**Requirement**
Can you pull out every line in the items below that contains the string "Target"? The match is case-sensitive.

**Excerpted records**
## BEGIN

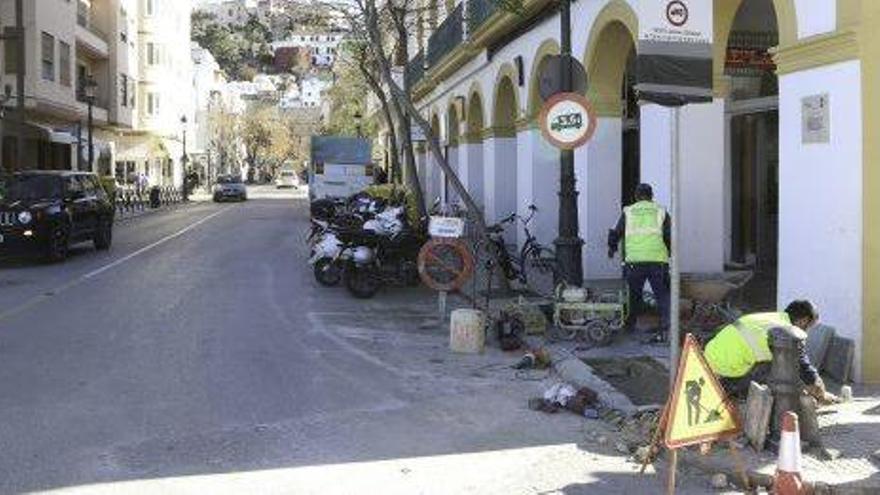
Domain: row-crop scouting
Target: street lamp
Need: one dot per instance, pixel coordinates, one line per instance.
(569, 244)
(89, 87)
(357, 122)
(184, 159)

## END
## BEGIN

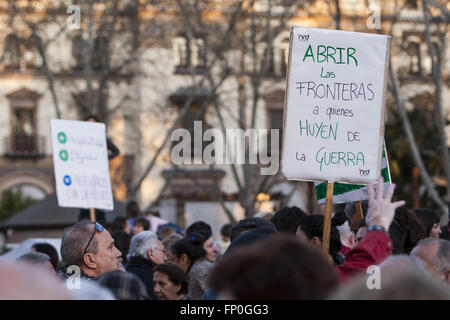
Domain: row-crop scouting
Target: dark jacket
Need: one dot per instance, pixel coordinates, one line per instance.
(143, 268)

## END

**Output of the task**
Target: street lamp
Target: dark jacket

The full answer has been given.